▶ **TASK STATEMENT**
Reproduce, please, the line that holds "Please locate the distant" and all later lines through the end of the entries below, exactly; omit pictures.

================================

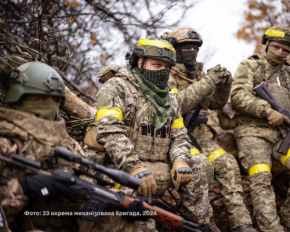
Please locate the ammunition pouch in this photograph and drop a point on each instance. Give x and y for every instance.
(227, 117)
(161, 173)
(91, 138)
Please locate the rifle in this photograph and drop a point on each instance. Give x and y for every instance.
(191, 120)
(262, 91)
(98, 198)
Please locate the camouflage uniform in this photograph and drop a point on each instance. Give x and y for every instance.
(127, 144)
(191, 92)
(225, 168)
(35, 138)
(257, 140)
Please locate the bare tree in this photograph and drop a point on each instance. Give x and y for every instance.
(81, 36)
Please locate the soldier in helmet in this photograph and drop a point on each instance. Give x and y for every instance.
(258, 131)
(32, 128)
(191, 86)
(141, 128)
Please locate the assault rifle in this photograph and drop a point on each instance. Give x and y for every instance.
(262, 91)
(97, 197)
(191, 120)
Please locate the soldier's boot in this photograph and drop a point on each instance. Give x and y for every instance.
(213, 227)
(245, 228)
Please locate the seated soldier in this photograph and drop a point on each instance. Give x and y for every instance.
(32, 128)
(141, 128)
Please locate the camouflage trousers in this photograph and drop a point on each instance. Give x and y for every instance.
(254, 151)
(194, 198)
(227, 173)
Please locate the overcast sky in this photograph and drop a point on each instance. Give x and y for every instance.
(217, 22)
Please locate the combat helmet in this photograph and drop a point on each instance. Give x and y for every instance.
(154, 48)
(184, 34)
(33, 78)
(278, 34)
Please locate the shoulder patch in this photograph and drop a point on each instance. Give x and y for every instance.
(255, 57)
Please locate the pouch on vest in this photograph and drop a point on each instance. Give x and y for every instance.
(227, 117)
(108, 72)
(91, 138)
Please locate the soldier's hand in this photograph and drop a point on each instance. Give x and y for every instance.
(148, 183)
(225, 76)
(181, 173)
(220, 75)
(44, 187)
(274, 117)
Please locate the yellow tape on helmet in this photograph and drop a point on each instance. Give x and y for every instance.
(109, 111)
(174, 90)
(178, 123)
(275, 33)
(217, 153)
(156, 43)
(259, 168)
(194, 151)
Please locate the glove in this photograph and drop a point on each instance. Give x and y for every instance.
(43, 187)
(181, 173)
(137, 206)
(225, 76)
(274, 117)
(148, 184)
(220, 75)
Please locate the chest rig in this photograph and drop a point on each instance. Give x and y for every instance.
(277, 79)
(140, 127)
(182, 83)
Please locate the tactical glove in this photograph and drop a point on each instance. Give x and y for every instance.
(181, 173)
(274, 117)
(148, 183)
(43, 187)
(220, 75)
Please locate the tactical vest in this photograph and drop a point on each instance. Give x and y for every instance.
(36, 139)
(141, 129)
(278, 82)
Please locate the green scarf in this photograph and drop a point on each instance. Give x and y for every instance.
(158, 99)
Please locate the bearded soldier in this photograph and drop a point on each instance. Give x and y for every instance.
(140, 126)
(259, 132)
(191, 86)
(32, 128)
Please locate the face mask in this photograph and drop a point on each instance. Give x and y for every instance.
(43, 109)
(157, 77)
(189, 61)
(276, 56)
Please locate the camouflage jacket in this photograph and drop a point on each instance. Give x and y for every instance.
(34, 138)
(190, 93)
(252, 119)
(125, 124)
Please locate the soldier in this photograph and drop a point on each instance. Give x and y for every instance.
(140, 126)
(192, 87)
(258, 131)
(32, 128)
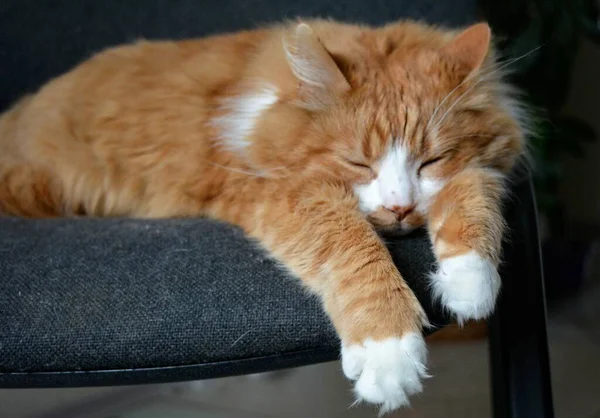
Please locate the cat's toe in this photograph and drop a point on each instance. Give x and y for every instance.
(391, 370)
(467, 285)
(353, 360)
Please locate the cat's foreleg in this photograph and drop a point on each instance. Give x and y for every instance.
(324, 239)
(466, 228)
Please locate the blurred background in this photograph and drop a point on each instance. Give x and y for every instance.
(559, 74)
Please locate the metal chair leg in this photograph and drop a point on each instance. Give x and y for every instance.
(518, 345)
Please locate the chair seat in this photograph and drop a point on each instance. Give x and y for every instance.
(84, 301)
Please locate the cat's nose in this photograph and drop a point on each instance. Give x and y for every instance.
(402, 211)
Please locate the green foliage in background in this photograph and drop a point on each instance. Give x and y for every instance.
(556, 27)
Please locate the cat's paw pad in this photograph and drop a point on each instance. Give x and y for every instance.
(388, 371)
(467, 285)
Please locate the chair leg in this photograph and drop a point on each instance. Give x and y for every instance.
(519, 361)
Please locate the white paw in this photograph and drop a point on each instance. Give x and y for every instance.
(467, 285)
(388, 371)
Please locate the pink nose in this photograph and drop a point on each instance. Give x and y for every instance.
(402, 211)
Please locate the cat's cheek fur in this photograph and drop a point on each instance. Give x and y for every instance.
(387, 372)
(467, 285)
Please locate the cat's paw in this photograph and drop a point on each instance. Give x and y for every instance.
(467, 285)
(387, 371)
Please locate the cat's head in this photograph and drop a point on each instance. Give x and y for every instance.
(396, 111)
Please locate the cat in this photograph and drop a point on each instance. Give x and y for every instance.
(312, 136)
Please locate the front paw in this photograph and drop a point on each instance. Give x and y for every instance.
(386, 371)
(467, 285)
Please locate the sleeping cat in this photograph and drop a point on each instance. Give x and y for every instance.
(309, 136)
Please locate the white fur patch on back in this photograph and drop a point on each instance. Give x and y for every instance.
(388, 371)
(241, 114)
(467, 285)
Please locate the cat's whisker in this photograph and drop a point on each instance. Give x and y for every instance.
(452, 138)
(485, 77)
(246, 172)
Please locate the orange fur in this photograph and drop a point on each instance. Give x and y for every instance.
(135, 131)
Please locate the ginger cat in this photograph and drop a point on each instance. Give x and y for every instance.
(309, 136)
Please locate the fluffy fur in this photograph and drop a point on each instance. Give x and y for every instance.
(307, 136)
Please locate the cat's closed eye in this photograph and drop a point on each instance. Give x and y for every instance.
(431, 162)
(361, 167)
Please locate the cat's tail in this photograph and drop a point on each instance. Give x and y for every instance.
(25, 190)
(29, 192)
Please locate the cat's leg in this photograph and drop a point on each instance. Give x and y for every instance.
(466, 228)
(324, 239)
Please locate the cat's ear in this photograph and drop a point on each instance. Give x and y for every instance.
(471, 46)
(318, 75)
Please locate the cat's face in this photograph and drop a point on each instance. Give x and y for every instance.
(409, 119)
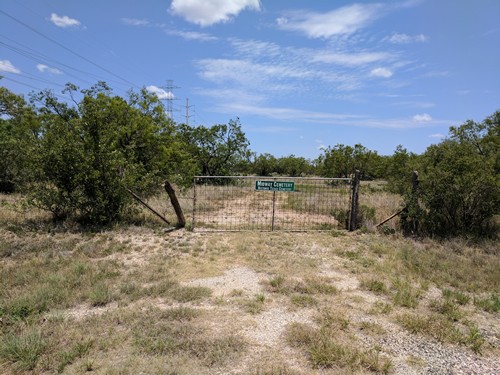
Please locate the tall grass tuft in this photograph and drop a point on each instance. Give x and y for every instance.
(22, 350)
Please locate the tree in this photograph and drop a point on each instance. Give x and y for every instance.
(265, 165)
(19, 128)
(219, 150)
(293, 166)
(342, 161)
(460, 187)
(399, 170)
(92, 151)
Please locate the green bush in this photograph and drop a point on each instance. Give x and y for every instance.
(459, 191)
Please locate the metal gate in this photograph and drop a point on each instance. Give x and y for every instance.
(270, 203)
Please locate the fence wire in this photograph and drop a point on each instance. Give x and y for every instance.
(234, 203)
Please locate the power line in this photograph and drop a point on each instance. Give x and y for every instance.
(36, 56)
(32, 87)
(66, 48)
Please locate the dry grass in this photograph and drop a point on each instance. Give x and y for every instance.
(124, 300)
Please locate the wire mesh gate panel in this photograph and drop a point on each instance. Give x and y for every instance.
(267, 203)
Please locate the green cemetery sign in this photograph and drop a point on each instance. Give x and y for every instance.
(274, 185)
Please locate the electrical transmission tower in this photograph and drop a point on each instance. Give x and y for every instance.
(187, 111)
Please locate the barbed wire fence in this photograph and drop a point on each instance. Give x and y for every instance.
(237, 203)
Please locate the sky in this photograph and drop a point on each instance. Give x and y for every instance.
(300, 75)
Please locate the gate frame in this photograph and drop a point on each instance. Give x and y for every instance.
(354, 182)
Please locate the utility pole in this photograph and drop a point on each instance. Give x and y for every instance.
(187, 111)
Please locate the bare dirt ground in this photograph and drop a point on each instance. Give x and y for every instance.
(239, 269)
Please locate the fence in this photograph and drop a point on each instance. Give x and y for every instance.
(265, 203)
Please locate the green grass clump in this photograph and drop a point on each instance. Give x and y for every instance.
(303, 300)
(448, 308)
(77, 350)
(406, 294)
(325, 349)
(434, 325)
(374, 285)
(190, 293)
(22, 350)
(490, 303)
(456, 296)
(100, 295)
(255, 305)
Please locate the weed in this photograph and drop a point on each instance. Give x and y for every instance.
(371, 327)
(474, 339)
(190, 293)
(100, 295)
(406, 294)
(273, 370)
(326, 352)
(22, 350)
(489, 304)
(303, 300)
(373, 285)
(448, 308)
(277, 283)
(217, 351)
(78, 350)
(333, 319)
(381, 308)
(457, 296)
(181, 314)
(434, 325)
(255, 305)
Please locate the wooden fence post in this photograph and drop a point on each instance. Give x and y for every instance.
(354, 202)
(181, 221)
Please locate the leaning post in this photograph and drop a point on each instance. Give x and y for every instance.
(354, 202)
(181, 221)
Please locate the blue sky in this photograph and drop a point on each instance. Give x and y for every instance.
(300, 75)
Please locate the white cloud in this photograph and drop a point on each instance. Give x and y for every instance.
(350, 58)
(424, 117)
(160, 93)
(327, 118)
(192, 35)
(8, 67)
(405, 38)
(341, 21)
(209, 12)
(135, 22)
(45, 68)
(437, 135)
(381, 72)
(64, 21)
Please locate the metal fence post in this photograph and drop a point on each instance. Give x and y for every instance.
(354, 202)
(194, 203)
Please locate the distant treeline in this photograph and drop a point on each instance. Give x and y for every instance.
(78, 157)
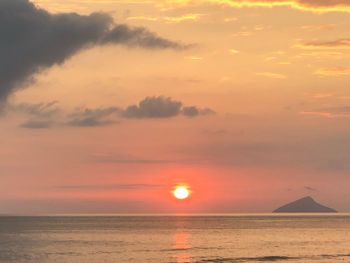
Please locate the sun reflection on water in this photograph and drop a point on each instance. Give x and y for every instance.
(182, 246)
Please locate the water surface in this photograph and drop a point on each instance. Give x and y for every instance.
(177, 239)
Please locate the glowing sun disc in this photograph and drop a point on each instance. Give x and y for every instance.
(181, 192)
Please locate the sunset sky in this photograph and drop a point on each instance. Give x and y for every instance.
(106, 105)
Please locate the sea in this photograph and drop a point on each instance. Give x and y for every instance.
(176, 238)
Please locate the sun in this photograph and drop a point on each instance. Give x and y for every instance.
(181, 192)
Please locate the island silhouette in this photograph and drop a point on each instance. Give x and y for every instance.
(304, 205)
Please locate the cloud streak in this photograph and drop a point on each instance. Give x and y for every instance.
(320, 6)
(34, 39)
(45, 115)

================================

▶ **TASK SOLUTION**
Please locate the distant treeline in this photograph and drop a point on each instance. Give x and y for every instance.
(78, 157)
Please locate the sun reflection on water in this photograph and drop a point on each instance. Give x and y for every instance.
(182, 246)
Please locate the water surface in this photograph and drop a point on each instance. Give x and y for every instance.
(177, 239)
Please locate the glowing sun disc in this photograph and drop a point on each instance. Give x and y for every instance.
(181, 192)
Please locate the sunset sky in this photograph and drop a point on each instance. Give x and y for every instance.
(106, 105)
Please locate the sea in this photograph and drop a point on each instance. Give x and y for every instance.
(176, 238)
Please locate the sun in this photograph and drop a point on each instance. Give x and y for every instance.
(181, 192)
Please locate the island silhouette in this photograph and drop a point on each instance. Give x and y for every instance.
(304, 205)
Please locate the cloud streak in this photograph and drop a point on each instance. Give x and y for every instance.
(320, 6)
(34, 39)
(45, 115)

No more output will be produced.